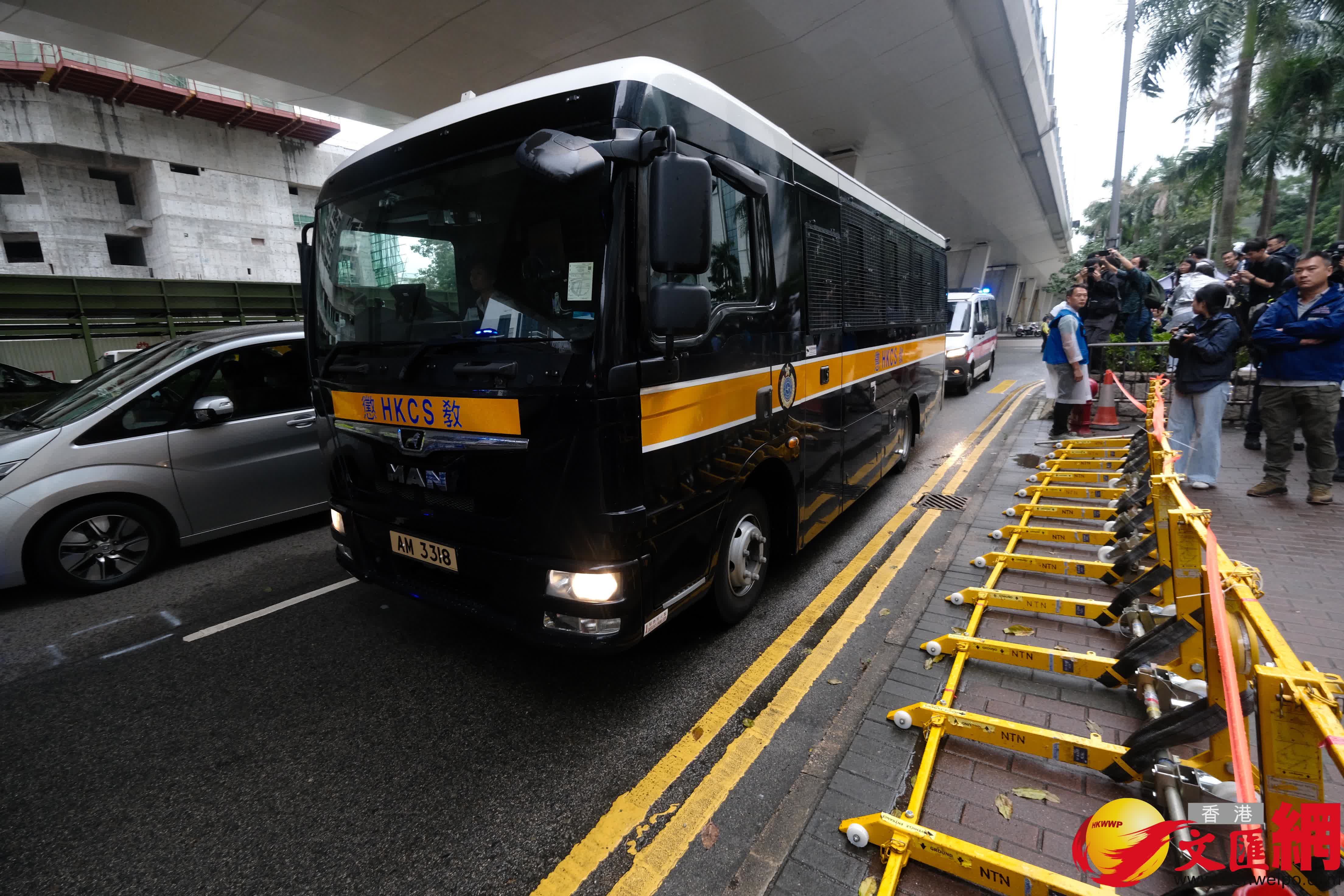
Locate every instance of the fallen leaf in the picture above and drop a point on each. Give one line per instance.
(1035, 793)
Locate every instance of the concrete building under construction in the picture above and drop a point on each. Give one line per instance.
(109, 170)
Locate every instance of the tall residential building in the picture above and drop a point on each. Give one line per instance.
(109, 170)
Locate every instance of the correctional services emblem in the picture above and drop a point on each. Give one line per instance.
(788, 386)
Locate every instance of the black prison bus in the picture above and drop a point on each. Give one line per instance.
(595, 347)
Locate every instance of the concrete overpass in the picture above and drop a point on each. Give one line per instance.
(944, 107)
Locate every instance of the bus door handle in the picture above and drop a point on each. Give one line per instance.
(765, 398)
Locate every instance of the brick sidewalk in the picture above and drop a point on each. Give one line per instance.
(1299, 551)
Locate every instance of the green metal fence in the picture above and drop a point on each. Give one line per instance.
(91, 307)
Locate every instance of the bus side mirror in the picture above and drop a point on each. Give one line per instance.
(679, 215)
(558, 156)
(679, 310)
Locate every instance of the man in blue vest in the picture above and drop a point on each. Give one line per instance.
(1065, 354)
(1303, 339)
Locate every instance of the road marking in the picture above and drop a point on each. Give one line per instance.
(257, 614)
(101, 625)
(635, 805)
(135, 647)
(955, 483)
(655, 862)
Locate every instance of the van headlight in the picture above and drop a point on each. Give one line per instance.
(590, 588)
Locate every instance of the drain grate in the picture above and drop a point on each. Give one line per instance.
(944, 502)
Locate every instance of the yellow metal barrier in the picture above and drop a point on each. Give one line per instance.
(1154, 549)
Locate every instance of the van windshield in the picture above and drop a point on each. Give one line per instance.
(107, 386)
(959, 316)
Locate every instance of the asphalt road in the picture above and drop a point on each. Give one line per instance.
(361, 744)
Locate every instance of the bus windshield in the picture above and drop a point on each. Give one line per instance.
(468, 252)
(959, 316)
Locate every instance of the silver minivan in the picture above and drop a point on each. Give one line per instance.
(187, 441)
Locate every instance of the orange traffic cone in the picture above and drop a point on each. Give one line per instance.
(1107, 418)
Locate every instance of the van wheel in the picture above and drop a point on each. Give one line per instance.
(99, 546)
(744, 557)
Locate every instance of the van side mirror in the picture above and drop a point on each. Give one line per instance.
(679, 214)
(212, 409)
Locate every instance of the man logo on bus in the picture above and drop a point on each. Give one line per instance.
(1125, 843)
(788, 386)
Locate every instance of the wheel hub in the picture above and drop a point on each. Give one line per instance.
(747, 555)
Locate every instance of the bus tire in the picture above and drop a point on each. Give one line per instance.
(744, 557)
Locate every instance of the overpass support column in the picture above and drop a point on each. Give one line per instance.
(1020, 307)
(978, 260)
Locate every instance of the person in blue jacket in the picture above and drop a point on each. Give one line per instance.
(1206, 354)
(1300, 377)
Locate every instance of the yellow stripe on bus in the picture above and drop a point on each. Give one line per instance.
(496, 416)
(682, 413)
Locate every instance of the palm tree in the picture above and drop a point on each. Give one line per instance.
(1210, 34)
(1304, 95)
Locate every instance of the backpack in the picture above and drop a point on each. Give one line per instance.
(1156, 296)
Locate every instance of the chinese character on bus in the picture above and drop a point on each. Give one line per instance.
(452, 414)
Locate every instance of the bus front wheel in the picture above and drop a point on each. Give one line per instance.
(744, 557)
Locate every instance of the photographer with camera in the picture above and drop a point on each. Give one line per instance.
(1139, 296)
(1103, 308)
(1264, 275)
(1206, 351)
(1191, 277)
(1303, 339)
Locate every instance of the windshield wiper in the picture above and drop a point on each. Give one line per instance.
(345, 347)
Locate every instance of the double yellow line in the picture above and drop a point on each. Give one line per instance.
(655, 862)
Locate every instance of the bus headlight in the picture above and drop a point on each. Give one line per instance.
(590, 588)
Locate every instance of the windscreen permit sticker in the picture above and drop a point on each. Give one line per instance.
(581, 283)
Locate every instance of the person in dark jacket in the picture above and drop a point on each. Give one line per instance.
(1300, 377)
(1206, 352)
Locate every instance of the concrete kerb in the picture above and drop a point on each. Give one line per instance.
(800, 839)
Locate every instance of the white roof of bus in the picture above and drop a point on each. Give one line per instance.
(670, 79)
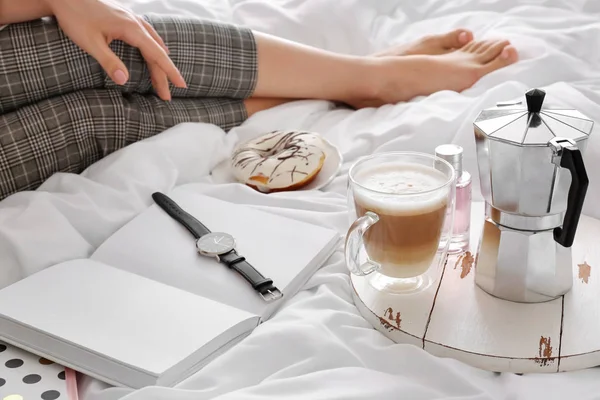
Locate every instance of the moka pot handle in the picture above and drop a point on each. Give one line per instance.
(570, 158)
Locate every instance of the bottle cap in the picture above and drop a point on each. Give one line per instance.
(451, 153)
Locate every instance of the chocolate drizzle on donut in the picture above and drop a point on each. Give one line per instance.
(294, 154)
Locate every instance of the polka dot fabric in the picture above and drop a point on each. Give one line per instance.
(25, 376)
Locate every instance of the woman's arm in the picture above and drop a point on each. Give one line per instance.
(93, 25)
(13, 11)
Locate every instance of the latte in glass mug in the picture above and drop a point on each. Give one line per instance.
(406, 237)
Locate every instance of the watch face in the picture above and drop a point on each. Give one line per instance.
(215, 243)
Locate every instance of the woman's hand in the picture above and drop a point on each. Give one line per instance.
(94, 24)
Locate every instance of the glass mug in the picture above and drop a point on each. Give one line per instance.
(401, 209)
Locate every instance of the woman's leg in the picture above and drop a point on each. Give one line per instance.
(38, 61)
(70, 132)
(222, 60)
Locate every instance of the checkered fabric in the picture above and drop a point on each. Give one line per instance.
(59, 112)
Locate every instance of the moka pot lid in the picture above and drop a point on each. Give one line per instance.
(532, 124)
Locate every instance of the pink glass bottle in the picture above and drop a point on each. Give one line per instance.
(459, 241)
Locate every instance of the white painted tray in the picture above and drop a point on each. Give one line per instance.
(455, 318)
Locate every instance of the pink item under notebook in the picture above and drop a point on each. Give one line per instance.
(25, 376)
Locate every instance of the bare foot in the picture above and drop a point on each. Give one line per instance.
(431, 45)
(396, 79)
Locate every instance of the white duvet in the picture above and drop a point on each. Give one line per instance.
(318, 346)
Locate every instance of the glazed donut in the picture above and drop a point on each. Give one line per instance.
(279, 160)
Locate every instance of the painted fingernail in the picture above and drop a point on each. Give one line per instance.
(120, 77)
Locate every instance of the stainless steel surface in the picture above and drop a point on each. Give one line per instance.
(523, 222)
(453, 154)
(519, 146)
(522, 266)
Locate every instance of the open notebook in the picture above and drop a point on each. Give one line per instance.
(146, 308)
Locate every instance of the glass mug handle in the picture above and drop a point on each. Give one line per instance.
(354, 243)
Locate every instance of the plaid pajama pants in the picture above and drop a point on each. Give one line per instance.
(59, 111)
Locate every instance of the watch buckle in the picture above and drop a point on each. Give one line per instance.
(271, 294)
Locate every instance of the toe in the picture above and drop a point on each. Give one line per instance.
(492, 50)
(456, 38)
(508, 55)
(491, 43)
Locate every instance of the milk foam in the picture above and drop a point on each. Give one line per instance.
(390, 178)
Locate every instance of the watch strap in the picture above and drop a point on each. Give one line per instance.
(263, 285)
(194, 226)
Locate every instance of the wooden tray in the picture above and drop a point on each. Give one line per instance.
(455, 318)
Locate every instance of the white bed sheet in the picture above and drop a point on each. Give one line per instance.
(318, 346)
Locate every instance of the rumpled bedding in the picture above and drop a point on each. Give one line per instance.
(318, 346)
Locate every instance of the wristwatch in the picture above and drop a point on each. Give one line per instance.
(220, 246)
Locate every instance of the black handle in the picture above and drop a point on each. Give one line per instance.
(572, 160)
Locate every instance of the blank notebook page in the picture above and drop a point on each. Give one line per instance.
(156, 246)
(120, 315)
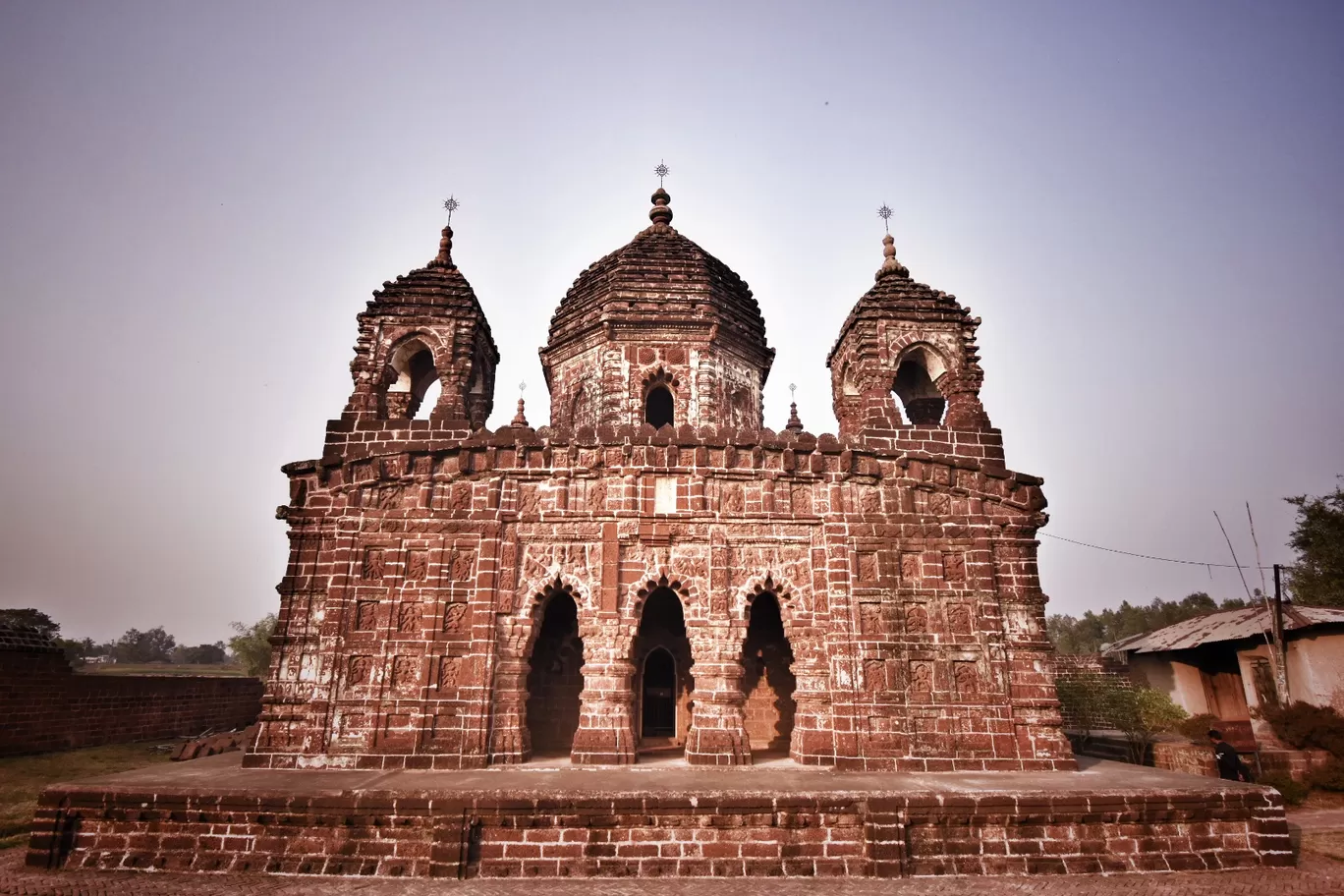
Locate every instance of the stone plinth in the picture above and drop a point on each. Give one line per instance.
(657, 819)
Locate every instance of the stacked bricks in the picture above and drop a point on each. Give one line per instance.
(47, 706)
(422, 562)
(719, 834)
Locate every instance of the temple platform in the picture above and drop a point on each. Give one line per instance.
(654, 819)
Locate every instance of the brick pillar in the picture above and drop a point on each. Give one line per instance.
(511, 743)
(1036, 706)
(812, 741)
(606, 702)
(718, 727)
(965, 412)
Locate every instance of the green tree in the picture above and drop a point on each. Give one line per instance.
(1317, 578)
(201, 653)
(1092, 630)
(77, 650)
(252, 644)
(144, 646)
(31, 618)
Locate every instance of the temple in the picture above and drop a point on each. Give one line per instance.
(657, 573)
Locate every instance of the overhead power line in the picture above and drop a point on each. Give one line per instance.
(1149, 556)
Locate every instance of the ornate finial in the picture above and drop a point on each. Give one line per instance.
(660, 214)
(795, 424)
(445, 244)
(519, 420)
(884, 214)
(888, 249)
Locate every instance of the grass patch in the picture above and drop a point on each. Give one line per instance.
(22, 778)
(161, 669)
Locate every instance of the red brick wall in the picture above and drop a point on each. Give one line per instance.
(47, 706)
(497, 834)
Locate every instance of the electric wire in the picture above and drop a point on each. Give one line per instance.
(1149, 556)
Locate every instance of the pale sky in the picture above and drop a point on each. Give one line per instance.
(1143, 200)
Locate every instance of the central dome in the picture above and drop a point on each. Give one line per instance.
(660, 311)
(663, 278)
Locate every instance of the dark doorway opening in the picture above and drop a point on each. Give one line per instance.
(664, 683)
(555, 679)
(657, 715)
(767, 681)
(657, 406)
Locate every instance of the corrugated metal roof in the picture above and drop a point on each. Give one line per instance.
(1224, 625)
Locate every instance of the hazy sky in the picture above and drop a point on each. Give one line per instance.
(1144, 203)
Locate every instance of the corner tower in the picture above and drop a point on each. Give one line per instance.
(906, 368)
(657, 332)
(424, 326)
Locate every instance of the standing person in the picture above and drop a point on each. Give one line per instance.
(1230, 766)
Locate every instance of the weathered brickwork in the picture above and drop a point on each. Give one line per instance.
(459, 596)
(723, 834)
(46, 705)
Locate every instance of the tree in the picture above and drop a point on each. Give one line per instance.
(31, 618)
(1144, 715)
(1317, 578)
(1089, 633)
(144, 646)
(201, 653)
(252, 644)
(77, 650)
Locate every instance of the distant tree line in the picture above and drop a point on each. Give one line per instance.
(1315, 579)
(1088, 633)
(249, 647)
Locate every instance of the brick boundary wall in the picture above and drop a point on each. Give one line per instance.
(46, 706)
(491, 834)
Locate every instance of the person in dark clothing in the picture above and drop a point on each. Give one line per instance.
(1230, 766)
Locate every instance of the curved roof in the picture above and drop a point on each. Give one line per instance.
(894, 295)
(430, 291)
(1223, 625)
(656, 275)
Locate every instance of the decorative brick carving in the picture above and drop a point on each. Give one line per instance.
(470, 534)
(365, 615)
(417, 566)
(361, 669)
(455, 618)
(373, 566)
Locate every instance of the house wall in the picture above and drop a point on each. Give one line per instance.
(1316, 669)
(1178, 680)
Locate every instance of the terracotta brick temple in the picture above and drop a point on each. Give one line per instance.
(832, 630)
(657, 570)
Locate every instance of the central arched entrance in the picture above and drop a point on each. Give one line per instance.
(663, 675)
(555, 679)
(767, 683)
(657, 696)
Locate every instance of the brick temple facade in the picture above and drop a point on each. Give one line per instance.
(657, 571)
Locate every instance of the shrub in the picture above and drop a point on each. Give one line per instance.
(1293, 792)
(1197, 727)
(1304, 726)
(1328, 776)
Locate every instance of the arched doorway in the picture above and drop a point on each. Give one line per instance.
(555, 680)
(657, 698)
(657, 406)
(767, 680)
(663, 679)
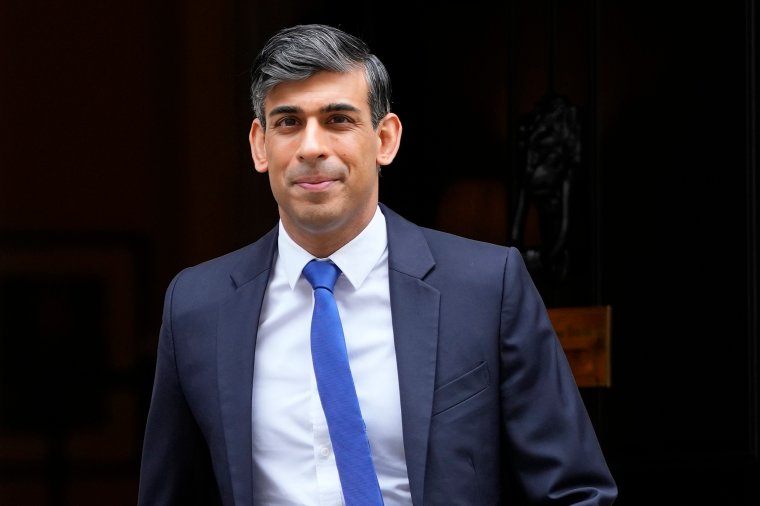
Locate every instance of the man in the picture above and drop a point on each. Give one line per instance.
(461, 381)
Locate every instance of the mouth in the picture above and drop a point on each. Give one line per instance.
(314, 184)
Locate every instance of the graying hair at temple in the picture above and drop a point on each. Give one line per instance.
(301, 51)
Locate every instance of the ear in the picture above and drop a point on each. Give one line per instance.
(258, 148)
(388, 138)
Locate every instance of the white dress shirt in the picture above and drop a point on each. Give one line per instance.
(293, 462)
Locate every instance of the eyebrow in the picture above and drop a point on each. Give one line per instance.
(292, 109)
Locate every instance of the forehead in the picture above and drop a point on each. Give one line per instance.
(322, 88)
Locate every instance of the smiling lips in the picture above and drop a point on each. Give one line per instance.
(314, 185)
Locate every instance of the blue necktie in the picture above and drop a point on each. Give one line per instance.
(348, 433)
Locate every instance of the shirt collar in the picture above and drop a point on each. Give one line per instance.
(356, 259)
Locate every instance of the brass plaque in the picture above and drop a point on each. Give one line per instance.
(584, 333)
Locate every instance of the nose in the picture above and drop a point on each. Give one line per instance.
(312, 146)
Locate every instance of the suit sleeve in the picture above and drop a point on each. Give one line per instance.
(175, 467)
(551, 443)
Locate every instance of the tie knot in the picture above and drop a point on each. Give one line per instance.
(321, 274)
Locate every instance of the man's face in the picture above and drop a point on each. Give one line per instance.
(322, 155)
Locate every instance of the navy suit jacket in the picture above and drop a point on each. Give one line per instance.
(487, 397)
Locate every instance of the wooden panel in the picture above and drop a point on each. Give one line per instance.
(585, 336)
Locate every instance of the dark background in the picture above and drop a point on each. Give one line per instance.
(124, 157)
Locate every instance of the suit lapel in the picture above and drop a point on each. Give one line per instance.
(238, 327)
(415, 310)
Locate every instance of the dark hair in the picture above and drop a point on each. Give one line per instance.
(301, 51)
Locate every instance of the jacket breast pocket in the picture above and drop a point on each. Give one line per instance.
(461, 388)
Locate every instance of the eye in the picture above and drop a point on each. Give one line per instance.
(286, 121)
(339, 119)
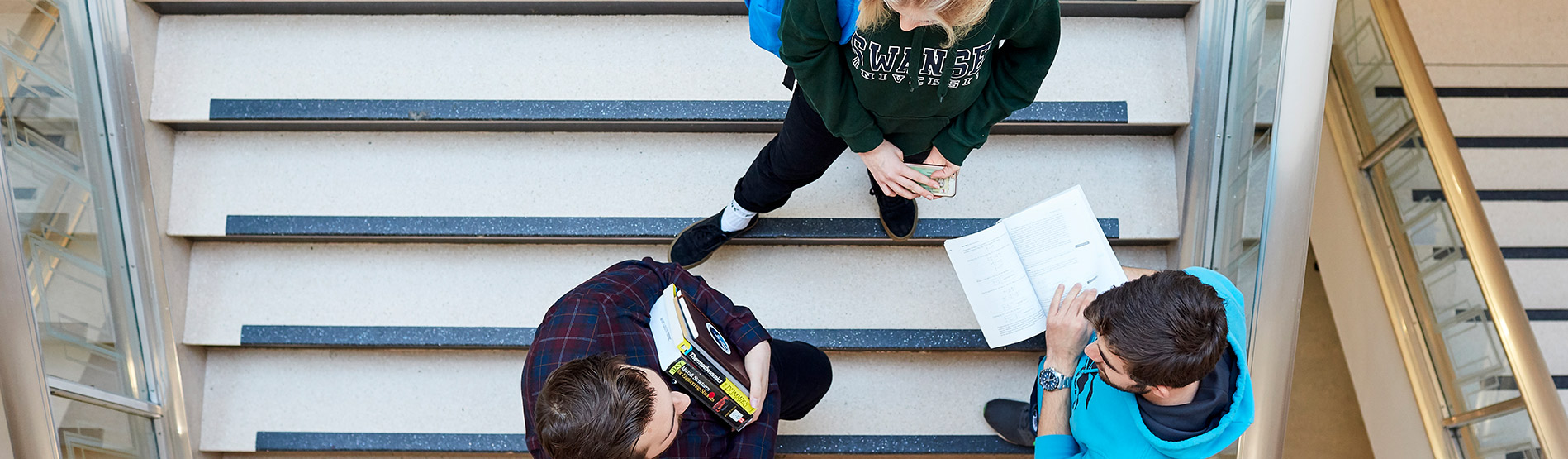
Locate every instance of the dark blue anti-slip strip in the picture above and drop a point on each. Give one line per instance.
__________________________________________________
Instructions for the task:
Copy the data word for word, starting at the line that contains "Locate every instance of the dark background" and ending with the last line of the data. Leave out the pictures.

Problem solution:
Locate every instance of the dark background in the picture above and drop a point on each. Give one line per instance.
(124, 157)
Locate every instance of the suit lapel in the picture above and drop a point on each. Give one line per instance.
(238, 327)
(415, 310)
Locate every instance of the dark hair in the picture above and drop a point on each. Give one line per instance.
(301, 51)
Locate every instance of the jacket breast pocket in the picture above and drop a point on each. Give one line per instance.
(461, 388)
Locate every instance of the eye in the picture above and drop a point on each. Give one line per instance.
(286, 121)
(339, 119)
Locate every instance of the dark blue anti-slip strip in the picture above and drop a point on each. Give one line per instance.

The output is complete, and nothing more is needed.